Required actions ->
• A. In the Android app security guide, which vulnerable training app inspired the examples?
• B. Write the next part of the Android app security guide, picking up after its final line.

Excerpted passage ->
****************
Android App Security: Common Reverse Mistakes

In Android app security, reverse engineering helps you spot common mistakes developers make-especially mistakes that can expose secrets, enable XSS in WebView, or leak sensitive data through resources and databases 🕵️‍♂️📱.

This guide breaks down what to look for when reviewing an APK, using examples inspired by vulnerable training apps like InjuredAndroid.

Understanding Default Android Files 📂✅​

Before hunting bugs, you need to know the “default files” you’ll see in almost every APK.

AndroidManifest.xml 🧾​

The manifest is like the app’s blueprint. It tells Android what the app can do and what it needs to run. Common things it declares:

• Permissions the app requests (camera, storage, internet, etc.) 🔐
• Activities (app screens) and exported components
• Intent filters (what links/actions the app can handle) 🔗
• Data schemes (like custom deep links)
****************
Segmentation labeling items
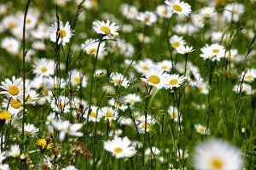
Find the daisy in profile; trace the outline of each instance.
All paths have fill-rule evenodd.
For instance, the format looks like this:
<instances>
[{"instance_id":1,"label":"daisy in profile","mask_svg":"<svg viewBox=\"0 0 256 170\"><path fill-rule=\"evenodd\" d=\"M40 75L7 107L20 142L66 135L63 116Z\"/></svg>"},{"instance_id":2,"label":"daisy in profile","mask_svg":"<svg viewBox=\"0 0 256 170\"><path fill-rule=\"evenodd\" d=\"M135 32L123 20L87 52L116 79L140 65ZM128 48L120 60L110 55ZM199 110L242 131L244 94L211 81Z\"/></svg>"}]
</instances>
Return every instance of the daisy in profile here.
<instances>
[{"instance_id":1,"label":"daisy in profile","mask_svg":"<svg viewBox=\"0 0 256 170\"><path fill-rule=\"evenodd\" d=\"M169 72L172 69L172 64L170 60L162 60L160 62L158 62L156 65L163 71Z\"/></svg>"},{"instance_id":2,"label":"daisy in profile","mask_svg":"<svg viewBox=\"0 0 256 170\"><path fill-rule=\"evenodd\" d=\"M87 77L83 75L78 70L72 70L69 71L70 82L73 86L81 84L82 87L85 88L87 85Z\"/></svg>"},{"instance_id":3,"label":"daisy in profile","mask_svg":"<svg viewBox=\"0 0 256 170\"><path fill-rule=\"evenodd\" d=\"M20 42L14 37L4 37L1 42L1 47L12 54L18 54Z\"/></svg>"},{"instance_id":4,"label":"daisy in profile","mask_svg":"<svg viewBox=\"0 0 256 170\"><path fill-rule=\"evenodd\" d=\"M94 39L88 39L82 44L82 50L88 54L96 55L99 42ZM105 50L105 42L102 42L99 47L98 57L102 57Z\"/></svg>"},{"instance_id":5,"label":"daisy in profile","mask_svg":"<svg viewBox=\"0 0 256 170\"><path fill-rule=\"evenodd\" d=\"M147 120L147 121L146 121ZM144 115L140 116L137 121L137 127L138 129L138 133L145 133L146 132L149 132L152 129L152 127L156 122L156 120L154 119L150 115L146 116Z\"/></svg>"},{"instance_id":6,"label":"daisy in profile","mask_svg":"<svg viewBox=\"0 0 256 170\"><path fill-rule=\"evenodd\" d=\"M178 117L180 117L180 122L182 121L182 116L179 114L179 111L176 107L170 105L170 107L167 110L167 112L174 122L178 122Z\"/></svg>"},{"instance_id":7,"label":"daisy in profile","mask_svg":"<svg viewBox=\"0 0 256 170\"><path fill-rule=\"evenodd\" d=\"M135 20L138 14L136 6L129 6L128 4L124 4L121 6L121 12L123 15L129 20Z\"/></svg>"},{"instance_id":8,"label":"daisy in profile","mask_svg":"<svg viewBox=\"0 0 256 170\"><path fill-rule=\"evenodd\" d=\"M192 46L189 47L187 45L184 45L177 49L177 53L181 54L188 54L193 51L195 51L195 49L193 49L193 47Z\"/></svg>"},{"instance_id":9,"label":"daisy in profile","mask_svg":"<svg viewBox=\"0 0 256 170\"><path fill-rule=\"evenodd\" d=\"M225 141L208 139L199 144L194 153L195 169L242 169L241 151Z\"/></svg>"},{"instance_id":10,"label":"daisy in profile","mask_svg":"<svg viewBox=\"0 0 256 170\"><path fill-rule=\"evenodd\" d=\"M15 97L22 94L23 81L21 78L15 78L13 76L12 80L6 78L4 82L1 82L0 88L3 90L0 94L7 94L9 97Z\"/></svg>"},{"instance_id":11,"label":"daisy in profile","mask_svg":"<svg viewBox=\"0 0 256 170\"><path fill-rule=\"evenodd\" d=\"M71 124L68 121L54 121L52 124L56 130L60 131L59 139L61 141L64 140L66 134L77 137L84 135L83 133L78 132L82 128L83 123Z\"/></svg>"},{"instance_id":12,"label":"daisy in profile","mask_svg":"<svg viewBox=\"0 0 256 170\"><path fill-rule=\"evenodd\" d=\"M33 65L33 72L38 76L53 76L55 72L55 61L48 59L39 59Z\"/></svg>"},{"instance_id":13,"label":"daisy in profile","mask_svg":"<svg viewBox=\"0 0 256 170\"><path fill-rule=\"evenodd\" d=\"M148 85L157 88L165 87L164 82L167 74L165 73L163 70L159 69L156 66L151 66L143 75L145 78L141 78L141 80L147 82Z\"/></svg>"},{"instance_id":14,"label":"daisy in profile","mask_svg":"<svg viewBox=\"0 0 256 170\"><path fill-rule=\"evenodd\" d=\"M121 73L112 72L110 74L110 82L113 82L114 86L122 86L125 88L129 87L129 80L127 80Z\"/></svg>"},{"instance_id":15,"label":"daisy in profile","mask_svg":"<svg viewBox=\"0 0 256 170\"><path fill-rule=\"evenodd\" d=\"M244 5L238 3L230 3L224 8L224 18L231 21L232 20L236 22L239 20L240 16L244 13Z\"/></svg>"},{"instance_id":16,"label":"daisy in profile","mask_svg":"<svg viewBox=\"0 0 256 170\"><path fill-rule=\"evenodd\" d=\"M172 9L166 5L159 5L156 7L156 14L161 18L171 18L172 14Z\"/></svg>"},{"instance_id":17,"label":"daisy in profile","mask_svg":"<svg viewBox=\"0 0 256 170\"><path fill-rule=\"evenodd\" d=\"M186 44L186 42L183 40L183 37L178 37L177 35L172 36L169 40L172 48L177 49L181 47L183 47Z\"/></svg>"},{"instance_id":18,"label":"daisy in profile","mask_svg":"<svg viewBox=\"0 0 256 170\"><path fill-rule=\"evenodd\" d=\"M137 16L137 20L147 26L152 26L152 24L157 21L157 17L154 13L146 11L144 13L139 13Z\"/></svg>"},{"instance_id":19,"label":"daisy in profile","mask_svg":"<svg viewBox=\"0 0 256 170\"><path fill-rule=\"evenodd\" d=\"M189 16L191 13L191 6L180 0L166 0L165 3L171 7L173 13L179 16Z\"/></svg>"},{"instance_id":20,"label":"daisy in profile","mask_svg":"<svg viewBox=\"0 0 256 170\"><path fill-rule=\"evenodd\" d=\"M96 33L111 35L111 37L119 35L117 31L120 29L119 26L115 26L114 22L110 24L110 20L107 20L106 23L103 20L96 20L92 25Z\"/></svg>"},{"instance_id":21,"label":"daisy in profile","mask_svg":"<svg viewBox=\"0 0 256 170\"><path fill-rule=\"evenodd\" d=\"M137 102L141 102L142 99L139 95L136 94L129 94L124 97L125 102L130 104L131 106L134 105Z\"/></svg>"},{"instance_id":22,"label":"daisy in profile","mask_svg":"<svg viewBox=\"0 0 256 170\"><path fill-rule=\"evenodd\" d=\"M223 46L217 43L208 45L201 48L202 54L200 54L204 60L211 60L212 61L218 60L224 57L225 49Z\"/></svg>"},{"instance_id":23,"label":"daisy in profile","mask_svg":"<svg viewBox=\"0 0 256 170\"><path fill-rule=\"evenodd\" d=\"M173 88L180 87L188 79L185 76L179 76L177 74L166 74L164 84L166 88L172 89Z\"/></svg>"},{"instance_id":24,"label":"daisy in profile","mask_svg":"<svg viewBox=\"0 0 256 170\"><path fill-rule=\"evenodd\" d=\"M22 133L22 128L21 127L19 127L19 131L20 133ZM25 123L24 133L27 137L35 136L38 133L38 131L39 131L39 128L37 128L33 124Z\"/></svg>"},{"instance_id":25,"label":"daisy in profile","mask_svg":"<svg viewBox=\"0 0 256 170\"><path fill-rule=\"evenodd\" d=\"M116 120L118 118L119 112L113 109L112 107L102 107L101 109L101 113L102 114L102 116L105 117L105 120L108 120L109 122L112 122L113 120Z\"/></svg>"},{"instance_id":26,"label":"daisy in profile","mask_svg":"<svg viewBox=\"0 0 256 170\"><path fill-rule=\"evenodd\" d=\"M60 21L59 26L57 22L55 22L49 27L49 35L50 41L56 42L58 40L58 44L61 43L64 46L65 43L70 41L73 31L68 21L65 26L62 21Z\"/></svg>"},{"instance_id":27,"label":"daisy in profile","mask_svg":"<svg viewBox=\"0 0 256 170\"><path fill-rule=\"evenodd\" d=\"M60 113L67 113L69 111L69 101L68 98L65 96L59 96L58 98L53 98L50 102L51 108Z\"/></svg>"},{"instance_id":28,"label":"daisy in profile","mask_svg":"<svg viewBox=\"0 0 256 170\"><path fill-rule=\"evenodd\" d=\"M119 99L111 99L108 101L108 105L114 106L116 109L121 110L125 111L128 106L125 105L125 100L122 98L119 98Z\"/></svg>"},{"instance_id":29,"label":"daisy in profile","mask_svg":"<svg viewBox=\"0 0 256 170\"><path fill-rule=\"evenodd\" d=\"M144 73L148 71L149 67L154 65L154 62L150 59L145 59L144 60L139 61L134 65L136 71L139 73Z\"/></svg>"},{"instance_id":30,"label":"daisy in profile","mask_svg":"<svg viewBox=\"0 0 256 170\"><path fill-rule=\"evenodd\" d=\"M131 157L136 150L131 145L131 141L127 138L115 136L113 139L104 142L104 149L112 153L116 158Z\"/></svg>"},{"instance_id":31,"label":"daisy in profile","mask_svg":"<svg viewBox=\"0 0 256 170\"><path fill-rule=\"evenodd\" d=\"M249 69L247 72L243 71L241 75L242 76L240 77L241 81L243 78L245 82L253 82L253 80L256 78L256 69Z\"/></svg>"},{"instance_id":32,"label":"daisy in profile","mask_svg":"<svg viewBox=\"0 0 256 170\"><path fill-rule=\"evenodd\" d=\"M88 119L89 122L98 122L101 121L102 113L96 106L92 105L90 106L90 110L88 110L87 109L83 116L84 118Z\"/></svg>"},{"instance_id":33,"label":"daisy in profile","mask_svg":"<svg viewBox=\"0 0 256 170\"><path fill-rule=\"evenodd\" d=\"M18 144L12 145L8 152L9 156L18 157L20 154L20 150Z\"/></svg>"},{"instance_id":34,"label":"daisy in profile","mask_svg":"<svg viewBox=\"0 0 256 170\"><path fill-rule=\"evenodd\" d=\"M206 127L202 126L201 124L195 124L195 128L196 132L200 134L209 134L210 133L208 129Z\"/></svg>"}]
****************
Per-task outputs ->
• A. InjuredAndroid

• B.
• SDK versions the app supports 📌
• Input and configuration settings

Security-wise, the manifest is super important because misconfigurations can expose activities/services unintentionally 🚨

strings.xml 🧩​

This file stores text values the app can reuse anywhere (Java/Kotlin + layouts). Instead of hardcoding text, devs reference it using resource IDs.

Example in Java:

String s = getString(R.string.hello);

Example in layout:

<TextView
    android:layout_width="match_parent"
    android:layout_height="wrap_content"
    android:text="@string/hello" />

Then in strings.xml:

<resources>
    <string name="hello">Hello!</string>
</resources>

✅ Helpful for maintenance
⚠️ Dangerous when developers store API keys, secrets, tokens there.

R.java (Generated) ⚙️​

R.java is auto-generated and contains IDs for everything inside res/ (layouts, strings, drawables). It gets regenerated automatically and is mainly used by the app to reference resources.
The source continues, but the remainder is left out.